(Rows from a pointing dataset)
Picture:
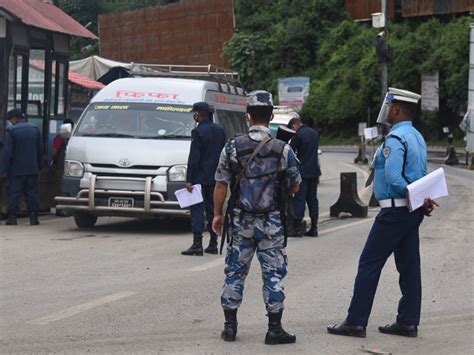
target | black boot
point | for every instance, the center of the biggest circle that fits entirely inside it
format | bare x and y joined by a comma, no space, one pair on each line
11,220
347,329
212,247
196,248
276,334
299,228
34,218
230,326
400,329
313,231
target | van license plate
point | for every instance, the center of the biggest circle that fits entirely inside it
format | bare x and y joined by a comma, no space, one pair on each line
121,202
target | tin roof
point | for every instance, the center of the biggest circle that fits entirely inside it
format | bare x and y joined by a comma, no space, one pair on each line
72,76
84,81
43,14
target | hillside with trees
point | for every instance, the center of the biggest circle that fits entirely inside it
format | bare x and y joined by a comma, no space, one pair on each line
317,38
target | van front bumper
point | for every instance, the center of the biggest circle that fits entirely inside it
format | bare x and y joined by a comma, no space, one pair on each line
147,203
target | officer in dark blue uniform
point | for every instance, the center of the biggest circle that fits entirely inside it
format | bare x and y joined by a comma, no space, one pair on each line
399,161
208,139
306,144
21,162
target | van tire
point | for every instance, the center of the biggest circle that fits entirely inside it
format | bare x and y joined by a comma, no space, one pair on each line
85,220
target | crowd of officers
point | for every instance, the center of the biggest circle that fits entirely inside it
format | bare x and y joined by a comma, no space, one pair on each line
267,179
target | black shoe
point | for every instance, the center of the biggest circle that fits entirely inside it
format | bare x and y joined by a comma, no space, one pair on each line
212,247
345,328
230,326
313,231
400,329
276,334
34,219
196,248
299,229
11,220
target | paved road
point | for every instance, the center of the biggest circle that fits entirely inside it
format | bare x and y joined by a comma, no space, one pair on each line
123,287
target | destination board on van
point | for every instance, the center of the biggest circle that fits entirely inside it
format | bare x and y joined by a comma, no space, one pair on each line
145,107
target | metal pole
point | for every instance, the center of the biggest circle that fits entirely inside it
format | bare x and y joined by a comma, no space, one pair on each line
384,74
254,69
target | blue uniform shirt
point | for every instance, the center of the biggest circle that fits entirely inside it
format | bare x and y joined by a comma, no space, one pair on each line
22,151
391,175
208,139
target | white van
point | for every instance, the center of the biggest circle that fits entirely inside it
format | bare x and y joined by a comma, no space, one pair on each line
128,152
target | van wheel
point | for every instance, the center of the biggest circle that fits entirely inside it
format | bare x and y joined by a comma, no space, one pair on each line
85,220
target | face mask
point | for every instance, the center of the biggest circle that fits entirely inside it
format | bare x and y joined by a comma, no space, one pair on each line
385,109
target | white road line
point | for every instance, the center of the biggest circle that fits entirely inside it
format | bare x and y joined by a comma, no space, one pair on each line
208,265
335,229
68,312
220,261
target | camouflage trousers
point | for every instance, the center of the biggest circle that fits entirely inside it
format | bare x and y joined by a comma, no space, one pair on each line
262,234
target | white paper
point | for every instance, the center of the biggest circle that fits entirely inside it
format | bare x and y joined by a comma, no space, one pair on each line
431,186
53,127
371,133
186,198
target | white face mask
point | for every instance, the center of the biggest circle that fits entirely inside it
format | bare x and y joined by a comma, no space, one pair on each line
385,109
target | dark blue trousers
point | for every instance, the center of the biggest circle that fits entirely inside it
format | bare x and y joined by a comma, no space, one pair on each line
28,184
307,194
395,230
203,211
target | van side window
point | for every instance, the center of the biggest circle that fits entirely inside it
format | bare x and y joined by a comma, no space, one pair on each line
234,123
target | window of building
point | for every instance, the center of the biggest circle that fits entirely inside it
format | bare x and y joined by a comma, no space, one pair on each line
16,78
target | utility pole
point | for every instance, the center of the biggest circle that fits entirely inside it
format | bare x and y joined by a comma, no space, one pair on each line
384,67
254,69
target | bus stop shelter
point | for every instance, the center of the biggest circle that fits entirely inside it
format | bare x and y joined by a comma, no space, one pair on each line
35,34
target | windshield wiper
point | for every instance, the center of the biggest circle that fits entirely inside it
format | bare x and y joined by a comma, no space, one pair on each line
111,134
167,136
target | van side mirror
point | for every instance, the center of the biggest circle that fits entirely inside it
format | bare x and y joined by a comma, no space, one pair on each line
65,130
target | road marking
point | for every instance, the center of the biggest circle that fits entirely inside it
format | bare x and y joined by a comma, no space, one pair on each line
208,265
335,229
220,261
69,312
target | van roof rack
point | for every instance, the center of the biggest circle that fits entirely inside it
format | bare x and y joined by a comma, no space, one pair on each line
207,72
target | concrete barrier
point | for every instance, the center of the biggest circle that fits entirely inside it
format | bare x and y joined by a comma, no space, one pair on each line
349,201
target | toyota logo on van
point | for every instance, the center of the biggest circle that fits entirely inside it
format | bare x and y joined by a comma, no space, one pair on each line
124,163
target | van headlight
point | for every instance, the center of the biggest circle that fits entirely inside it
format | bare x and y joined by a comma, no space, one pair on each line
177,173
73,168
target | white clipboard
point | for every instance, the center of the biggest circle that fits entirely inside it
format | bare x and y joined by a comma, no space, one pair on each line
431,186
186,198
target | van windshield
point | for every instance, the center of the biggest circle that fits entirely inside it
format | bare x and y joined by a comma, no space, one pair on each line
145,121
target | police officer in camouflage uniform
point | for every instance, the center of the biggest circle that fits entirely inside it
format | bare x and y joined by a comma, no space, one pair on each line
255,224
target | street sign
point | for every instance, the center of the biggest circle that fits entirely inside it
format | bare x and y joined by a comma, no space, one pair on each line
371,133
293,91
362,127
429,91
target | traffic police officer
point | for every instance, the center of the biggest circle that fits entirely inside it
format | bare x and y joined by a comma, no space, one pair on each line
208,139
256,166
400,161
21,162
306,144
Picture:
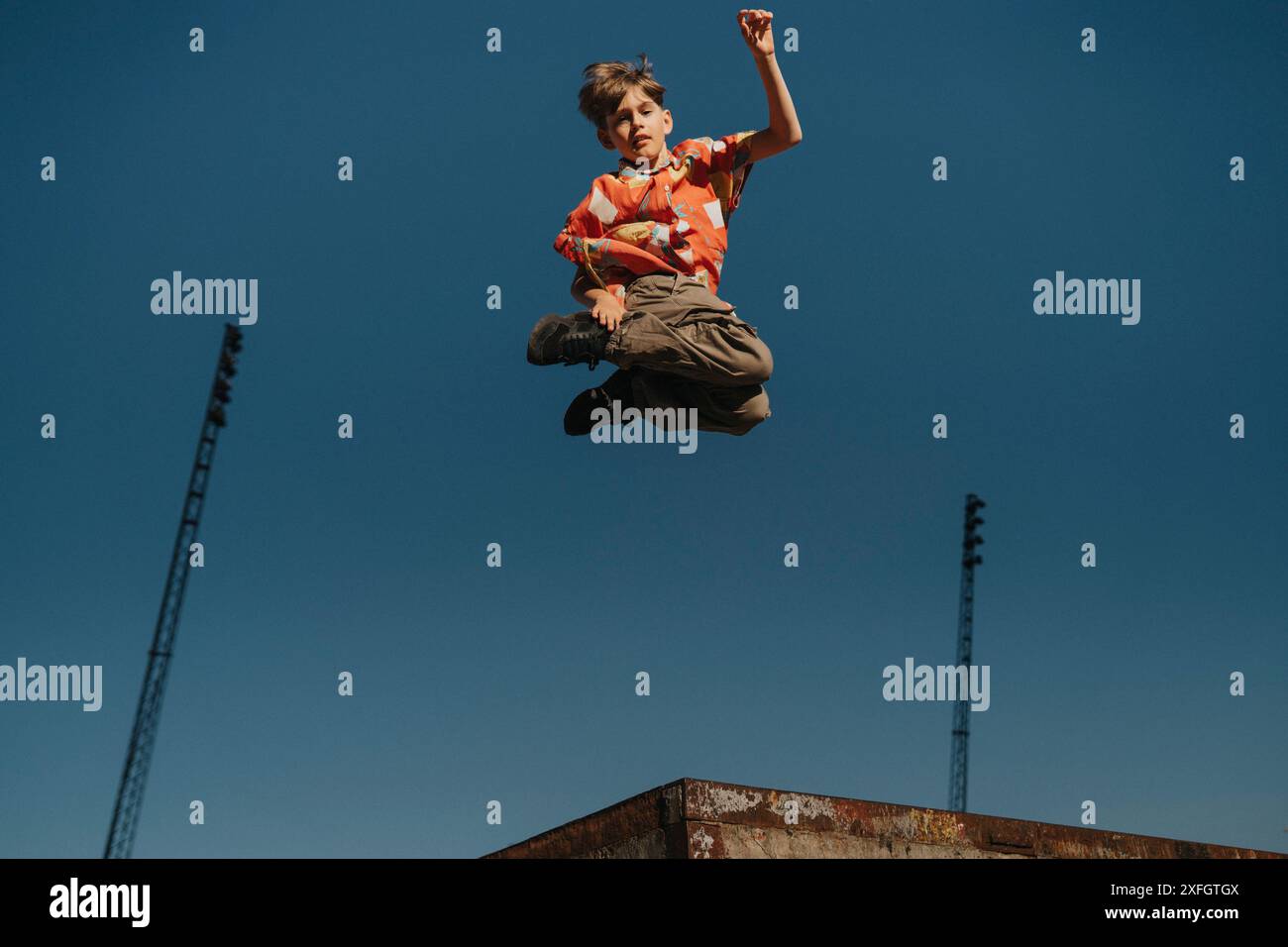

**Challenge**. Give every line of the items above as a numbered list, dropping blank lines and omitting the pictures.

**Correct result**.
1. Picture:
2. target | black boot
3. point | for every instance, the center of the biggest circle that fits entirely inside it
4. format | bare x and y joined by a comma, no space, one pair on each line
5. 11,220
6. 347,329
7. 212,247
8. 196,248
9. 276,334
10. 299,228
11. 34,218
12. 230,326
13. 400,329
14. 313,231
15. target | van license plate
16. point | for every instance, the center of the biggest circle that fits entirely inside it
17. format | bare x and y joined by a comma, no space, one pair on each line
18. 121,202
19. target | tin roof
20. point | for every instance, the center of the biggest circle that fits entirely inside it
21. format | bare x and y joined by a comma, no space, one pair on each line
22. 72,76
23. 84,81
24. 43,14
25. target | hillside with trees
26. point | for every instance, the center of the biggest circle that fits entirely inside it
27. format | bare x and y joined by a comma, no space, one pair on each line
28. 317,38
29. target | van front bumper
30. point | for every instance, the center of the biggest circle that fits entirely inside it
31. format | bare x and y joined by a comma, no space, one pair on each line
32. 147,203
33. target | officer in dark blue uniform
34. point | for every instance, the center of the biggest circle that fits entirely inside it
35. format | bare x and y joined by a comma, no space, one pair on each line
36. 399,161
37. 208,139
38. 306,144
39. 21,162
40. target | van tire
41. point | for every instance, the center of the biggest circle that fits entirely inside it
42. format | bare x and y joined by a comma, no space, one pair on each line
43. 85,220
44. target | crowd of officers
45. point | for every instance, the center of the biggest circle that fits entirely inside it
46. format | bare x and y joined by a comma, no space, one pair on each line
47. 267,179
48. target | black shoe
49. point | for every instance, the center of the biggest circle that fits entirely inside it
50. format | bare x and y joined by a comma, no space, one pair on each line
51. 212,247
52. 345,328
53. 230,326
54. 313,231
55. 400,329
56. 276,334
57. 34,219
58. 196,248
59. 299,229
60. 11,220
61. target | paved road
62. point | for every instance, the center of the biggest circle that fits entirely inside it
63. format | bare x and y joined by a comma, no space, one pair on each line
64. 123,287
65. target | destination board on van
66. point | for every instance, the center of the biggest circle that fits entirely inside it
67. format | bare x and y joined by a comma, no space, one pair on each line
68. 145,107
69. target | metal pole
70. point | for every instance, the center of the biggest circle that fits entirely inside it
71. format | bare x and y joined by a comma, no space, one pair on each line
72. 384,74
73. 254,69
74. target | blue uniform shirt
75. point | for every instance, the center of the biggest circle that fits entirely inside it
76. format | bare x and y joined by a comma, no space, one pair on each line
77. 22,151
78. 391,175
79. 208,139
80. target | white van
81. point | for every instance, the center of the biggest circle that fits entirely inside it
82. format | bare x and y joined by a comma, no space, one pair on each line
83. 128,152
84. target | van wheel
85. point | for every instance, the center of the biggest circle that fits entirely inside it
86. format | bare x and y joined by a comma, no space, one pair on each line
87. 85,220
88. target | face mask
89. point | for every instance, the center of the biggest circle that fits entirely inside it
90. format | bare x and y joined by a comma, no space, one pair on each line
91. 385,109
92. target | white road line
93. point | for every instance, the center of the biggest circle that fits entirely inside it
94. format | bare x and y joined by a comma, no space, one pair on each line
95. 208,265
96. 335,229
97. 68,312
98. 220,261
99. target | camouflage trousers
100. point | for every instance, the center of the biggest circle that fits entirely inside it
101. format | bare x and y joined by a comma, no space, one pair on each line
102. 262,234
103. target | white paper
104. point | for every instance, the center of the biggest circle that fits entirely inside it
105. format | bare x and y joined by a comma, no space, one pair on each line
106. 431,186
107. 53,127
108. 371,133
109. 186,198
110. target | white face mask
111. point | for every instance, the center of the biggest circle that fits entirely inside it
112. format | bare x and y joined by a comma, no space, one pair on each line
113. 385,109
114. target | dark blue trousers
115. point | for every instance, the center of the biggest circle that fits entirely inside it
116. format | bare x and y joined by a comma, no space, one pair on each line
117. 28,184
118. 307,194
119. 395,230
120. 203,211
121. target | van side window
122. point | for every instance, the center of the biggest circle that fits entirely inside it
123. format | bare x and y joined by a comma, no space, one pair on each line
124. 234,123
125. target | window of building
126. point | for every instance, the center of the biggest circle that fits entirely inside it
127. format | bare x and y joined by a comma, no space, one pair on each line
128. 16,78
129. target | utility pole
130. point | for every instance, the center of the biggest circle that fits entirely inside it
131. format | bare x and y joined by a comma, no space, one pair on each line
132. 384,67
133. 254,69
134. target | bus stop shelter
135. point | for every instance, the center of the biggest circle that fits entirely inside it
136. format | bare x and y joined by a comma, no space, one pair on each line
137. 35,34
138. target | windshield wiper
139. point | for every instance, the center of the biggest circle that fits entirely inside it
140. format | bare x and y joined by a comma, no space, one pair on each line
141. 111,134
142. 167,136
143. target | van side mirror
144. point | for every instance, the center of the biggest circle that fits entirely inside it
145. format | bare x and y joined by a comma, no space, one pair on each line
146. 65,130
147. target | road marking
148. point | for every instance, the center of the biggest circle that fits entirely inside it
149. format | bare x and y joined by a comma, no space, one pair on each line
150. 208,265
151. 335,229
152. 220,261
153. 69,312
154. target | van roof rack
155. point | for every instance, the center of the biggest circle that fits entirely inside it
156. format | bare x and y joined by a comma, no space, one pair on each line
157. 207,72
158. target | concrete barrier
159. point | for every instance, the center of the biggest circle that fits entirely inside it
160. format | bare x and y joined by a comma, no space, one pair on each line
161. 349,201
162. target | toyota logo on van
163. point | for every instance, the center of the biggest circle that fits entirely inside it
164. format | bare x and y joined by a comma, no space, one pair on each line
165. 124,163
166. target | van headlight
167. point | for every instance, the center of the biggest circle that fits entirely inside it
168. format | bare x and y joined by a comma, no space, one pair on each line
169. 177,173
170. 73,168
171. target | white clipboard
172. point | for every instance, the center of the biggest circle that fits entirely inside it
173. format | bare x and y joined by a comma, no space, one pair on each line
174. 431,186
175. 186,198
176. target | van windshield
177. point | for every instance, the center of the biggest circle that fits entirely inside it
178. format | bare x and y joined by a comma, no space, one pair on each line
179. 145,121
180. target | police officer in camouflage uniform
181. point | for every instance, the center of the biggest circle that fits entirely inside it
182. format | bare x and y joined by a comma, no space, one pair on each line
183. 255,224
184. target | street sign
185. point | for every instance, the center of the biggest circle that fits entirely inside it
186. format | bare x and y joined by a comma, no space, one pair on each line
187. 371,133
188. 293,91
189. 362,127
190. 429,91
191. target | traffic police officer
192. point | for every instance, the center of the biggest circle that fits entirely inside it
193. format | bare x and y joined by a comma, no space, one pair on each line
194. 208,139
195. 256,166
196. 400,161
197. 21,162
198. 306,144
199. Picture:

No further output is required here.